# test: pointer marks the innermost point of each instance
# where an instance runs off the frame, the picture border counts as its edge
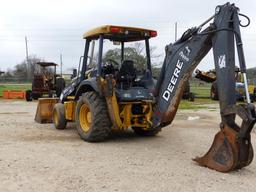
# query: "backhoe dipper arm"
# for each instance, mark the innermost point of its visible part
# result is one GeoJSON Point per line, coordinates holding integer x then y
{"type": "Point", "coordinates": [231, 148]}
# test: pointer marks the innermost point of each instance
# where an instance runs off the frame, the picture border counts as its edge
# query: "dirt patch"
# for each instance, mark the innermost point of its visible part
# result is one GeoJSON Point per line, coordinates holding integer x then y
{"type": "Point", "coordinates": [36, 157]}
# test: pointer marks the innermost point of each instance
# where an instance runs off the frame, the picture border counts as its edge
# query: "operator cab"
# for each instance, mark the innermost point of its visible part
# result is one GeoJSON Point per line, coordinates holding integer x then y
{"type": "Point", "coordinates": [119, 53]}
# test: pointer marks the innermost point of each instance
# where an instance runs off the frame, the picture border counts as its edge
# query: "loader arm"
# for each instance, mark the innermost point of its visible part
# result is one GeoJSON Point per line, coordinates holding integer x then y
{"type": "Point", "coordinates": [232, 147]}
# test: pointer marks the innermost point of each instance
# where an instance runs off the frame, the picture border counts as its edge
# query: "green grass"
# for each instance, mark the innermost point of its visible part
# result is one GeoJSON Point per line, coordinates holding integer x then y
{"type": "Point", "coordinates": [18, 87]}
{"type": "Point", "coordinates": [197, 104]}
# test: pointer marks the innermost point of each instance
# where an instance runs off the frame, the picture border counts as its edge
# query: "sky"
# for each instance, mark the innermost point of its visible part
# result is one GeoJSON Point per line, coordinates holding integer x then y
{"type": "Point", "coordinates": [55, 27]}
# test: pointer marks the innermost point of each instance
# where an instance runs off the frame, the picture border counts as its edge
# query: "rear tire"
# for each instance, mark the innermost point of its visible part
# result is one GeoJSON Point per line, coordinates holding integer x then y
{"type": "Point", "coordinates": [147, 133]}
{"type": "Point", "coordinates": [92, 120]}
{"type": "Point", "coordinates": [29, 95]}
{"type": "Point", "coordinates": [58, 116]}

■ ■ ■

Return every line of the records exactly as given, pictures excluded.

__WRITTEN SOLUTION__
# test: pointer marks the innermost point of each instance
# where an instance runs off the frame, the picture border counts as its edge
# query: "backhoe dipper arm"
# for each instance, mark the innermost point of its visible part
# result is one GeoJSON Point per line, coordinates holding integer x then y
{"type": "Point", "coordinates": [231, 148]}
# test: pointer marks the innermost point of each instance
# where an instance runs off the frame, the picture border counts as its edge
# query: "dirt patch"
# for each instance, mark the innermost point of its visible part
# result is one GeoJSON Point per line, coordinates holding integer x then y
{"type": "Point", "coordinates": [36, 157]}
# test: pointer marks the innermost point of each instance
# where an instance runs off the frame, the picture border counts as its edge
# query: "operator cab"
# for each instance, mark the innermost point of its visible part
# result is one GeoJSON Point per line, coordinates holding integer x then y
{"type": "Point", "coordinates": [119, 53]}
# test: pointer marks the innermost point of each instance
# where an instance runs off the frame, the picture border counts as its edge
# query: "loader arm"
# for each instance, mark the innermost point of its visible part
# result is one GeoJSON Point per line, coordinates holding integer x then y
{"type": "Point", "coordinates": [232, 147]}
# test: pointer marks the innermost point of each instance
# where an instance runs off the frame, the picture border counts as its edge
# query: "green grass"
# for each instance, mark the innermost point of its visible part
# result is one GeoJSON Point per line, coordinates holding integer x then y
{"type": "Point", "coordinates": [18, 87]}
{"type": "Point", "coordinates": [197, 104]}
# test: pointer marks the innermost point of each instance
# where an instance runs off the frame, the picture border counts as its edge
# query: "sky"
# for each instance, mark the innermost point of its visible part
# result is one GeoJSON Point per line, coordinates holding integer x then y
{"type": "Point", "coordinates": [55, 27]}
# test: pointer marks the innermost point of each instance
# where an instance runs off the frame, the picture border counts as its edge
# query: "rear tire"
# for each instance, mark the innermost point of its visible part
# result is one GeoJSON Point per line, coordinates holding integer x then y
{"type": "Point", "coordinates": [147, 133]}
{"type": "Point", "coordinates": [92, 120]}
{"type": "Point", "coordinates": [29, 95]}
{"type": "Point", "coordinates": [58, 116]}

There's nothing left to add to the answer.